Wednesday, May 26, 2004

6 Reasons Linux Has Enterprise Appeal

Rather interesting article::::
6 Reasons Linux Has Enterprise Appeal
The open-source OS has momentum on its side

Those VARs and solution providers who aren't convinced about Microsoft's Software Assurance program might want to consider Linux (see "Squeezing Microsoft," April 19, page 65). The operating system that grew organically from thousands of brains around the world has finally settled into general enterprise acceptance, so now more than ever it is time for VARs to become familiar with Linux, profit from selling Linux solutions and start building their own Linux applications.
Why has Linux taken off? Six reasons.

First and foremost, it has gathered momentum and a critical mass of developers, hardware vendors and software tools that enable the most complex of corporate applications to be created. It has become a standard part of the enterprise bag of tricks.

"Significant numbers of our enterprise customers are making Linux decisions and creating this as their new corporate OS standard," says Mark Hardardt, vice president of global sales at Novell.

Jim Stallings is general manager for IBM's Linux business and oversees more than 6,300 engagements for IBM that are Linux-related. "Those are the ones that I know about, and that is more than double what we did last year," he says.

Second, Linux has appeal because it isn't Windows and doesn't carry with it heavy usage fees, disk footprints, and consumption of memory and other resources that typical Windows applications carry. Linux is also a lower-cost alternative to SPARC/ Solaris and HP-UX Unix-based computing: Put a collection of Intel rack-mounted servers together under Linux and you have lots more CPU horsepower-per-dollar. In some cases, enterprises are funding their Linux developments out of their saved annual maintenance contracts when they turn off their larger Unix mainframes.

"In 2004, we'll see a lot of adoption of Linux," says Dave Dargo, vice president at Oracle's Linux program office. "The maintenance costs for those large Solaris boxes are going through the roof."

Some of the motivation for being the anti-Windows OS comes from foreign governments, which are looking to standardize on a cheaper desktop alternative and don't want to continue to pay the Microsoft desktop support and licensing fees.

"Worldwide government sales for Linux passed $2 billion last year," IBM's Stallings says. "We are seeing greater than 50 percent adoption rates for Linux in China, India and Brazil because, as these countries have gone with Linux, many of the customers for these governments are also adopting Linux."

Third, Linux has important backers in the form of IBM, Novell, Oracle, Sun and others. These companies aren't doing it for the altruism of supporting open source or because they want an alternative to Microsoft, but because it makes good business sense, and because their enterprise customers are now demanding Linux in their server rooms and for their applications. And the latest versions of Linux are enterprise-ready, Oracle's Dargo says.

"The newest Linux kernels can run big systems really well and solidly for enterprise applications," he says. Oracle gets a varying degree of business from Linux, but on some of its new suites, such as its collaboration server, it is selling upward of 60 percent on Linux.

Stallings sees many opportunities for partners to get involved with IBM's Linux universe; Windows NT to Linux migrations are one way. "Now that Microsoft has pulled the plug on its support for NT servers, we offer someplace for these 2 million customers to go," he says.

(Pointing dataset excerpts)
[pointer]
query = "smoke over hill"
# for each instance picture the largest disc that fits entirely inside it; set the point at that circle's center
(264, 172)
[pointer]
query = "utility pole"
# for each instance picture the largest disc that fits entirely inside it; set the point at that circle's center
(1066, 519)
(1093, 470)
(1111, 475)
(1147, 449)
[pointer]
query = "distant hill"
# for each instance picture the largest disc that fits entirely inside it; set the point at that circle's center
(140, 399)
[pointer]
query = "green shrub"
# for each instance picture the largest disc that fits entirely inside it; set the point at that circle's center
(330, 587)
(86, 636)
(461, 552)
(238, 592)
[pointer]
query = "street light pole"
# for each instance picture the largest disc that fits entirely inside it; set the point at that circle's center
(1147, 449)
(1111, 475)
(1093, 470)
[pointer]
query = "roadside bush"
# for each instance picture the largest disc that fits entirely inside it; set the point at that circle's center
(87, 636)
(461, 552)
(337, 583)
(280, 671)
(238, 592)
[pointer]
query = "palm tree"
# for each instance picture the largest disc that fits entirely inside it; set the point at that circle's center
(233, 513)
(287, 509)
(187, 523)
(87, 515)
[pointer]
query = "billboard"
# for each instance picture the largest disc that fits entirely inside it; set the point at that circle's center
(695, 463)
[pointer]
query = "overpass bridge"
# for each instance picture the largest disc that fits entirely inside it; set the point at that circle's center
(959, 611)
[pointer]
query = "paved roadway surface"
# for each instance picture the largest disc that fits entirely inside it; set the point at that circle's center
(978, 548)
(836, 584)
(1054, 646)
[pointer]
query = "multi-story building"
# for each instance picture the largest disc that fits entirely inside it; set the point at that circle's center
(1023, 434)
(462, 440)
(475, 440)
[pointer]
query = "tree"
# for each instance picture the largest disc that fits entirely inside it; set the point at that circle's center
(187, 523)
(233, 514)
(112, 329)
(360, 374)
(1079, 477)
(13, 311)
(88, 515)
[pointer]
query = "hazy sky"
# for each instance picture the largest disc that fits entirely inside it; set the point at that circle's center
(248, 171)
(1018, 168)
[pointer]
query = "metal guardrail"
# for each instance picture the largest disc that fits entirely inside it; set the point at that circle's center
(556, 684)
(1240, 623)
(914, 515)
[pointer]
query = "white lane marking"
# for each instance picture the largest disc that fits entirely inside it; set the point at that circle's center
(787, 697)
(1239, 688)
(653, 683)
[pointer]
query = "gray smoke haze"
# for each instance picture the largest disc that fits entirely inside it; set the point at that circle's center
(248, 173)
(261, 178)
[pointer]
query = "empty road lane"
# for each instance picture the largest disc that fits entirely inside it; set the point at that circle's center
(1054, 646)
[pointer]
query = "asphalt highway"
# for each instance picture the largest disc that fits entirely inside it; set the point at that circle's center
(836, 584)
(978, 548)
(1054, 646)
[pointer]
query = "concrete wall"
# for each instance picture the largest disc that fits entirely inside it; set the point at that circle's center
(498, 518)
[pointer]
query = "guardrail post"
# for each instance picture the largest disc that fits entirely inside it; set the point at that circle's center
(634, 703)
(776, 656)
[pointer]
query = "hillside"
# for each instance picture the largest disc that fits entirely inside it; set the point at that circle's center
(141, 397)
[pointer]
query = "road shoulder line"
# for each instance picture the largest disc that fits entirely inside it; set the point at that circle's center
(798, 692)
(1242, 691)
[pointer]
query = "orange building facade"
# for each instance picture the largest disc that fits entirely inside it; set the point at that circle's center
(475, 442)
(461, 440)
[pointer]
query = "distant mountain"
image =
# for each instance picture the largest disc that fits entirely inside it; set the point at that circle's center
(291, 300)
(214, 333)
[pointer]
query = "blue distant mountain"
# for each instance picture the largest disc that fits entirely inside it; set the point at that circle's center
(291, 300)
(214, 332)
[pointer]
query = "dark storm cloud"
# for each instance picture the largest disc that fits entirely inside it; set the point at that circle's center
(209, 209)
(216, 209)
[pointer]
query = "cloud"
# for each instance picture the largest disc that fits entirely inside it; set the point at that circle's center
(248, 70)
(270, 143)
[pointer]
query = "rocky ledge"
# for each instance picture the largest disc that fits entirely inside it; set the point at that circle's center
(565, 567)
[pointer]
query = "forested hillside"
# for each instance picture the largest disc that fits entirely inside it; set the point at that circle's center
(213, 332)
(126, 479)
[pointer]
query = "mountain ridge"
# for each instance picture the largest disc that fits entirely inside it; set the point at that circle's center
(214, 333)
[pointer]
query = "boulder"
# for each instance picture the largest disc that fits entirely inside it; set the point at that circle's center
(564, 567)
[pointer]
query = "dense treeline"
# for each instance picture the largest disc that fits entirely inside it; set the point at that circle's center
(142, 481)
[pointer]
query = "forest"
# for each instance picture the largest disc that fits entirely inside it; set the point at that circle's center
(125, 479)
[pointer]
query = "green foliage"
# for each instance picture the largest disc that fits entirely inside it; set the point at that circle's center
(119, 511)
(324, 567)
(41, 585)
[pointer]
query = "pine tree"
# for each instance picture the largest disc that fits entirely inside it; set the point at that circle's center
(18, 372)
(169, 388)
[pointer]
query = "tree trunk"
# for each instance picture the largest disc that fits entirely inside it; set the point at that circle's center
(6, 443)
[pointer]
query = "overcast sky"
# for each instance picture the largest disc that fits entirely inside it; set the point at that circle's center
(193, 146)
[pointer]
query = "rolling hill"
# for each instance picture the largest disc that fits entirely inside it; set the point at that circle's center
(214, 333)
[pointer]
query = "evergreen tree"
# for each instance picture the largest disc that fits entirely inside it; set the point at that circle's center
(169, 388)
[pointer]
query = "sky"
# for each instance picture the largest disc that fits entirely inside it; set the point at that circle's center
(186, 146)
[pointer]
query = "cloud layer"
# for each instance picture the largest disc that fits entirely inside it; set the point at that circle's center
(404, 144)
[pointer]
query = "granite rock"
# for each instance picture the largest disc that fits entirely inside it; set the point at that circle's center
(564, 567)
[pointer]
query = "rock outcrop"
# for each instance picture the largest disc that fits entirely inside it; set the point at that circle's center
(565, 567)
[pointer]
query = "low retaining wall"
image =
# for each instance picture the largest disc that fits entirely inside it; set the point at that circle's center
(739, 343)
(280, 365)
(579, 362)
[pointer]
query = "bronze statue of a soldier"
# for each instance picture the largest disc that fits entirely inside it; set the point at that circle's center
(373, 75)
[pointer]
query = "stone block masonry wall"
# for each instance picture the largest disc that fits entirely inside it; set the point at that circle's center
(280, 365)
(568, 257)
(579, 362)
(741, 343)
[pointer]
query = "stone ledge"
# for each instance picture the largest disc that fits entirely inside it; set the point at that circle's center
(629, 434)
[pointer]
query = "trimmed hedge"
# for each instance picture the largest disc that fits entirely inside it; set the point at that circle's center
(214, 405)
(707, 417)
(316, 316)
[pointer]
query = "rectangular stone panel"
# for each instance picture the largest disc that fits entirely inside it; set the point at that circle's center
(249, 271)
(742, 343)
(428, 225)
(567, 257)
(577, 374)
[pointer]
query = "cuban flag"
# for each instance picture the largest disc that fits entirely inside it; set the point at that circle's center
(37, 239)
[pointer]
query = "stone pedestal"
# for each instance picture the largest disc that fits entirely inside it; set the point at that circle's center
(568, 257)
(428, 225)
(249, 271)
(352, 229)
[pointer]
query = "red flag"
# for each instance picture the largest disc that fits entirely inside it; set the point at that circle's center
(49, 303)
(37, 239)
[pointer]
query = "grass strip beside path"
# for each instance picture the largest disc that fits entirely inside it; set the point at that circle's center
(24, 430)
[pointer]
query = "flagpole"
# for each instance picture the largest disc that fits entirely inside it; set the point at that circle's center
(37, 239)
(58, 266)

■ **Exercise**
Pick up the article on Linux's enterprise appeal after its last sentence and keep writing it.

■ **Result for this task**
Then there is high-performance computing, selling the advantages of running Linux on clusters of IBM's Power CPUs. Some of these high-powered applications have to do with high-density processing, using server blade enclosures that can marry dozens or even hundreds of processors together to work. According to VARBusiness' State of the Enterprise survey, a robust 40 percent of respondents with 10,000 or more employees report they are likely to deploy blade servers this year. And most of these servers will be running Linux.

"Linux runs on every hardware we sell," Stallings says. "Linux is the fastest-growing business within IBM, growing at more than 50 percent a year%85We sell Linux into 98 out of the top 100 Wall Street customers of ours, and we find Linux in just about every sector and every customer."

Fourth, the differences between Windows and Linux are rapidly disappearing. The desktops have similar looks and feels, the browsers and Web servers pretty much act and do the same things, and the development tools can create the same Java applications and run the same database structures.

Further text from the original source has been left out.